Given request
Count how many lines of the records that follow contain the word "below", and reply with that number alone.

═══ Records for the task ═══

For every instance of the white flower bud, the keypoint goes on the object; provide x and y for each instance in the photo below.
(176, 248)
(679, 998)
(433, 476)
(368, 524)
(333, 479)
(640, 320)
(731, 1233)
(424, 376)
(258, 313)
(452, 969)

═══
═══ Records for the task ═══

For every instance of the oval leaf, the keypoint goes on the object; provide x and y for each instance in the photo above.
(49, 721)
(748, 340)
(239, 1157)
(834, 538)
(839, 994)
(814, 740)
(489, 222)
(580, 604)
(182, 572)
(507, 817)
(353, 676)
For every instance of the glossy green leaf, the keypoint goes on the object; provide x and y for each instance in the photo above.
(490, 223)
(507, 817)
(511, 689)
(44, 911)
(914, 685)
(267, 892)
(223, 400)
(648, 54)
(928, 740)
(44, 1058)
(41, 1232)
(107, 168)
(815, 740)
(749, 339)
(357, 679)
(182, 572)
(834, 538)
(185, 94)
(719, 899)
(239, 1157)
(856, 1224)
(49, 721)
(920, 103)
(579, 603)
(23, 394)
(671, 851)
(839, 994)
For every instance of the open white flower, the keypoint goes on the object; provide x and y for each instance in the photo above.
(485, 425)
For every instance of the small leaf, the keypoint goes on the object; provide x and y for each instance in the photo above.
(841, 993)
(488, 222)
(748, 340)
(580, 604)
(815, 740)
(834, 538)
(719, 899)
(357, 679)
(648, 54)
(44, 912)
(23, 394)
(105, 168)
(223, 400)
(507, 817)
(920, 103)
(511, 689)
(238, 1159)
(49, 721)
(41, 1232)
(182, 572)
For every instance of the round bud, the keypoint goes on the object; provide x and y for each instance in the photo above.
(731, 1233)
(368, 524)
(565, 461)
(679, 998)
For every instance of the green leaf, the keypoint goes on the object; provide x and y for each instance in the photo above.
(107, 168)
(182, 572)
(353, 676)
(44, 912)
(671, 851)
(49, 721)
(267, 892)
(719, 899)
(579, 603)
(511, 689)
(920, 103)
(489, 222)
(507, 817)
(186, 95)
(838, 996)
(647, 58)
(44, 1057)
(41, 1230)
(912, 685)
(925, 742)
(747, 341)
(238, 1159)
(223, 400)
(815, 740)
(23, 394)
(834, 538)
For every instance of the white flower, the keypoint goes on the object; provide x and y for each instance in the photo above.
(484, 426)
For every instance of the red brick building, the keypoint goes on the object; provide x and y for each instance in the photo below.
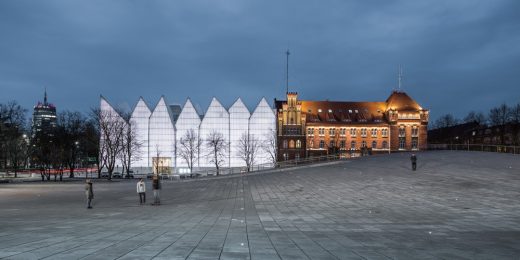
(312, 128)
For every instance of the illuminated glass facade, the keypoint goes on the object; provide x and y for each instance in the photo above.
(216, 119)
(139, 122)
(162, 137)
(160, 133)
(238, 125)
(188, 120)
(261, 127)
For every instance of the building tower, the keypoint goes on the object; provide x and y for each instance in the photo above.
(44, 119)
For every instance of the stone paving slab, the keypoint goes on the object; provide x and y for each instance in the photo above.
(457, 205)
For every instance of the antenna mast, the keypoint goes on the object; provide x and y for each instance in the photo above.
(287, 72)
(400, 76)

═══
═══ Records for the task ═══

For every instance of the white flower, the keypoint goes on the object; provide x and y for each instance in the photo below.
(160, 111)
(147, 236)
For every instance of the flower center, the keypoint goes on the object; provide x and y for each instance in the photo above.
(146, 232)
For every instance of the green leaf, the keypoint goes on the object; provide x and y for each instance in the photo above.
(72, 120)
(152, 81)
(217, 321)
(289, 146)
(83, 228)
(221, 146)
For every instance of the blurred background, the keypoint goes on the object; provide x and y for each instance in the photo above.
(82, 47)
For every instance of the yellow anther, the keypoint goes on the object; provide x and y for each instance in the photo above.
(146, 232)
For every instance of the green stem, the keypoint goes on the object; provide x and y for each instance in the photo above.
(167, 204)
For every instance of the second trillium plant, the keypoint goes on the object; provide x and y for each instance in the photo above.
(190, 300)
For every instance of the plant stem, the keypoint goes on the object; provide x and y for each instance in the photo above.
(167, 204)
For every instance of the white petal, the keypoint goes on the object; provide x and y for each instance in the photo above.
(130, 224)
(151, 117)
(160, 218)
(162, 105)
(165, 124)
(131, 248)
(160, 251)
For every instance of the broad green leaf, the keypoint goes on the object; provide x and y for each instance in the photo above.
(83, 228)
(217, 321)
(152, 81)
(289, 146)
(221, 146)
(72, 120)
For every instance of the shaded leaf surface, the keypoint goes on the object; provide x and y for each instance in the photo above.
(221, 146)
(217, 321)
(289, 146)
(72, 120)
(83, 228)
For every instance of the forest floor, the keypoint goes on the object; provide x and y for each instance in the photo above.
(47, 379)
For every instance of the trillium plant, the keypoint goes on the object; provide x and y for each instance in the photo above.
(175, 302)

═══

Result for this exercise
3